Extrait choisi:
++++

La Cour a été saisie par un pourvoi contestant un arrêt de la cour d’appel d’Agen, chambre sociale. Un salarié a été licencié pour faute grave. Ce licenciement a été justifié par la production d’un constat d’huissier faisant état d’informations provenant des fichiers de journalisation et de leur recoupement avec les messages envoyés de l’adresse IP attribuée au salarié. La cour d’appel retient que l’adresse IP n° 172.25.11.3 n’est pas attribuée par un fournisseur d’accès à Internet (adresse IP dynamique) ; c’est une adresse IP de classe B qui correspond à une adresse de réseau local et qui n’a pas lieu d’être déclarée à la CNIL parce qu’elle n’identifie que des périphériques dans le réseau local et non une personne physique. Elle ajoute qu’elle ne contient aucune donnée personnelle et qu’elle identifie seulement un ordinateur.

++++

Données fournies:

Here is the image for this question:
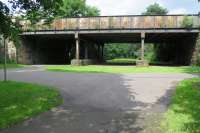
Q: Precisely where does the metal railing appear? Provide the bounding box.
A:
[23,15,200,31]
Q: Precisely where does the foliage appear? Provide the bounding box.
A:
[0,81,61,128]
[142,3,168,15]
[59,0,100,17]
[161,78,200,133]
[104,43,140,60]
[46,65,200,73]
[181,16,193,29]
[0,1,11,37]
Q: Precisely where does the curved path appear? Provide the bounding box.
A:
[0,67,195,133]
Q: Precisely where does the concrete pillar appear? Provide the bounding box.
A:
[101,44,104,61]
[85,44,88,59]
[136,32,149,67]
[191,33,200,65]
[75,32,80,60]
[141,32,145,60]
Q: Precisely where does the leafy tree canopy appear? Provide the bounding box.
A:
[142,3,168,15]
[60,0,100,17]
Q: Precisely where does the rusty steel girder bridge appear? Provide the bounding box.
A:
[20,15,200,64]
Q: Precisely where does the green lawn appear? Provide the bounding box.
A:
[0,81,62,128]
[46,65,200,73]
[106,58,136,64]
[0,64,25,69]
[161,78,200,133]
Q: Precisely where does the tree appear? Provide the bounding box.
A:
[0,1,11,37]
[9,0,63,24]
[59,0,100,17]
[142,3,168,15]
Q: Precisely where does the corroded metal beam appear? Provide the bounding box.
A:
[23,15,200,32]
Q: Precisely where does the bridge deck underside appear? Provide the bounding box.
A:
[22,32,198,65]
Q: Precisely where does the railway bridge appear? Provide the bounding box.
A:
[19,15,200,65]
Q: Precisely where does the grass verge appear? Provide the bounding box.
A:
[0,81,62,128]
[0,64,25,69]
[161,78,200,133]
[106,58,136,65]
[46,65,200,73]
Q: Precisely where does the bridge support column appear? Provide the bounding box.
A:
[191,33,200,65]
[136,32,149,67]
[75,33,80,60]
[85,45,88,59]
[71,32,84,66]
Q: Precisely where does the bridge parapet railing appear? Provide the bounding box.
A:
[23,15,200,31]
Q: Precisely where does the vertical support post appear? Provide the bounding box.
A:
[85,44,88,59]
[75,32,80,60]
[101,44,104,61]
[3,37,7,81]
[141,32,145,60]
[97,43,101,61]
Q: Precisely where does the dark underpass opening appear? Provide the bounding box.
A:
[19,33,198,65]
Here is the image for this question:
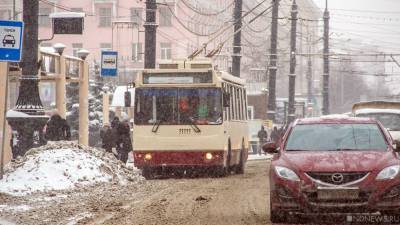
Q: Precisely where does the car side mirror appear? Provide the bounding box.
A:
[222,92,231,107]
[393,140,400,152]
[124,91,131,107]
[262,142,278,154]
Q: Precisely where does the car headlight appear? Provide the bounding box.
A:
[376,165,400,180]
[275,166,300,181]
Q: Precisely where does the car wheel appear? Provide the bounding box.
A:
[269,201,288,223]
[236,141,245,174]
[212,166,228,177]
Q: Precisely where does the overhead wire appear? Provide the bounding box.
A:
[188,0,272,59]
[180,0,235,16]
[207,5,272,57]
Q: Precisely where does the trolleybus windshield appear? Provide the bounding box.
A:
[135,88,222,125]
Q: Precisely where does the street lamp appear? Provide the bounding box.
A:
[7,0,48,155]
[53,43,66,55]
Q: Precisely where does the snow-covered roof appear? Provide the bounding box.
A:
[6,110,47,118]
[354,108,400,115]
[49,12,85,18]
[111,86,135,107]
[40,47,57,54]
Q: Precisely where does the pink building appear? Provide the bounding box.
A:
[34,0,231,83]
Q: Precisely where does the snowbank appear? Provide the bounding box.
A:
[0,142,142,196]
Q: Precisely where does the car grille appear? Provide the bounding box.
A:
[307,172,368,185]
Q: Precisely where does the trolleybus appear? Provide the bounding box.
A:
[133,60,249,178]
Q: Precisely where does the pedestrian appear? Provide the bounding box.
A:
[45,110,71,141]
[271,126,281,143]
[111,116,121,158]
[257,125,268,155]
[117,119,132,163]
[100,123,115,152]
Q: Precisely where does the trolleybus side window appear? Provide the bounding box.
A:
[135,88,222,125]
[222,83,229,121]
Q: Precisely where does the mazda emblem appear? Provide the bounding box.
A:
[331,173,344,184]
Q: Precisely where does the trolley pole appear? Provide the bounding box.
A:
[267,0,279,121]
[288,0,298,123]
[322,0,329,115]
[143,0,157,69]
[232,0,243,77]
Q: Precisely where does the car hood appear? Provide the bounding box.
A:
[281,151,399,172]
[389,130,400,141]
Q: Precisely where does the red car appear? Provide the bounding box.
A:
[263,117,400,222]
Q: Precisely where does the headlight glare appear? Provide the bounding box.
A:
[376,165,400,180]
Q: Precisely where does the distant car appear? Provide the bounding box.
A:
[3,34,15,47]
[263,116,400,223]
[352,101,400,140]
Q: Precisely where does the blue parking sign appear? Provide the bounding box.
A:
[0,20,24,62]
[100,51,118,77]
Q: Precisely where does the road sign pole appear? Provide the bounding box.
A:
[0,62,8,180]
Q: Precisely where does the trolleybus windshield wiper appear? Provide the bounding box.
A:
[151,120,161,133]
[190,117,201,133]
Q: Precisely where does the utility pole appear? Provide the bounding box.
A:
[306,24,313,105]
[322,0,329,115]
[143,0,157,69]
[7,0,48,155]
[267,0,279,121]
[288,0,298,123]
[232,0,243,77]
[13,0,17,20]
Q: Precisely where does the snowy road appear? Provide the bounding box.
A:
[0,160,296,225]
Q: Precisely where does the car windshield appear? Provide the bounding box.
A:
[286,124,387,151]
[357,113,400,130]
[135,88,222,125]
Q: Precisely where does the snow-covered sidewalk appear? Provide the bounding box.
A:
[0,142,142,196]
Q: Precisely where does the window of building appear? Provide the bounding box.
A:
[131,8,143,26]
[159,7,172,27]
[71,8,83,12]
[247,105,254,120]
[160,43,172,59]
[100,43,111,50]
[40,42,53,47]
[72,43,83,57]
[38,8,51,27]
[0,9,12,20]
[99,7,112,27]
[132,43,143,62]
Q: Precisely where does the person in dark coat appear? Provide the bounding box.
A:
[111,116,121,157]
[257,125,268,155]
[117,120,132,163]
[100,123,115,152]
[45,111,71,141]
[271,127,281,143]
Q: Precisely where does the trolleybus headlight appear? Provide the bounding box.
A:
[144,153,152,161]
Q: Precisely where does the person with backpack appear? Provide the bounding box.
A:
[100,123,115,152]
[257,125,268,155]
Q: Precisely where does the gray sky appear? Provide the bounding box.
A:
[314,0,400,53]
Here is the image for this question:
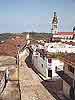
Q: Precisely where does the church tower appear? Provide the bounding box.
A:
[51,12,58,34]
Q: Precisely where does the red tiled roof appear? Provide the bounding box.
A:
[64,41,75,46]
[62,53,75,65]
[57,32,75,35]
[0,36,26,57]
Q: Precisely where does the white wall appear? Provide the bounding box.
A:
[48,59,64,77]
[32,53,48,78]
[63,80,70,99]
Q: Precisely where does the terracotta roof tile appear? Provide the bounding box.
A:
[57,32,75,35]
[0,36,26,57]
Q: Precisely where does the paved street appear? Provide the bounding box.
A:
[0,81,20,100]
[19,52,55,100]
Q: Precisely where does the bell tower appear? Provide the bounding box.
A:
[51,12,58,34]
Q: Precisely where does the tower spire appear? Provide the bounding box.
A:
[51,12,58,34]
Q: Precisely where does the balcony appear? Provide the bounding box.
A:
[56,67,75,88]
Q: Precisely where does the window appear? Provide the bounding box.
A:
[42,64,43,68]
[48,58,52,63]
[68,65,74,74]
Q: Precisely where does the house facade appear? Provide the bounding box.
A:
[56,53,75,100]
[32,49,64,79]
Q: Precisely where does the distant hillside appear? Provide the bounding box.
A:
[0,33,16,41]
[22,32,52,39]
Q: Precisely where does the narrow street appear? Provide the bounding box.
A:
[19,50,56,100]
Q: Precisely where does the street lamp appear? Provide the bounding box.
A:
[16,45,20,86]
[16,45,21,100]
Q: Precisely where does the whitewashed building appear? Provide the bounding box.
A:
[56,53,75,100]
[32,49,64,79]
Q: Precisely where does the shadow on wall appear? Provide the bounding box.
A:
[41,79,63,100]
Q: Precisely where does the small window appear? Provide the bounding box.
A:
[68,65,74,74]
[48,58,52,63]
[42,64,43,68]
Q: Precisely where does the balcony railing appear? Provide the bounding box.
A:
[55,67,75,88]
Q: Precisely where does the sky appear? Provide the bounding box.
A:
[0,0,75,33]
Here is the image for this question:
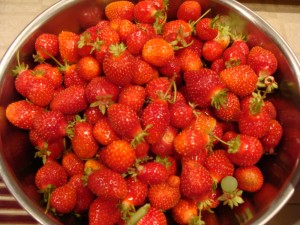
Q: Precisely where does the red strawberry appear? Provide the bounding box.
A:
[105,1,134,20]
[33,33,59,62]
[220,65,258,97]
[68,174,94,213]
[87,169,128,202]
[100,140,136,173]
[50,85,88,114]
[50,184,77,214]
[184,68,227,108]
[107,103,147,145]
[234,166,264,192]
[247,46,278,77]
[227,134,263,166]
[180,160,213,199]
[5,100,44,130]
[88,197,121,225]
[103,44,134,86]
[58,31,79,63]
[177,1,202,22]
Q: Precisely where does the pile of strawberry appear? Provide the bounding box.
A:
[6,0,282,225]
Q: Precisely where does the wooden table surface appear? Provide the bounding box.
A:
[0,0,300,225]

++++

Travail à faire:
[1] Présentez sous forme de liste le paragraphe de l'extrait qui commence par « La Cour a été saisie », en conservant ses faits essentiels.
[2] Relevez toutes les lignes de la liste qui contiennent la chaîne « wall », en respectant la casse.
La liste n'a aucun rapport avec l'extrait.

Corrigés:
[1]
- La Cour est saisie d'un pourvoi contre un arrêt de la chambre sociale de la cour d'appel d'Agen.
- Un salarié a été licencié pour faute grave.
- Le licenciement s'appuie sur un constat d'huissier qui recoupe des informations tirées des fichiers de journalisation avec les messages envoyés depuis l'adresse IP attribuée au salarié.
- Selon la cour d'appel, l'adresse IP n° 172.25.11.3 n'est pas attribuée par un fournisseur d'accès à Internet. C'est une adresse de classe B qui correspond à un réseau local.
- Cette adresse n'avait pas à être déclarée à la CNIL, car elle identifie seulement des périphériques du réseau local et non une personne physique.
- Elle ne contient aucune donnée personnelle et n'identifie qu'un ordinateur.

[2]
Q: Precisely where does the white wall appear? Provide the bounding box.
Q: Precisely where does the shadow on wall appear? Provide the bounding box.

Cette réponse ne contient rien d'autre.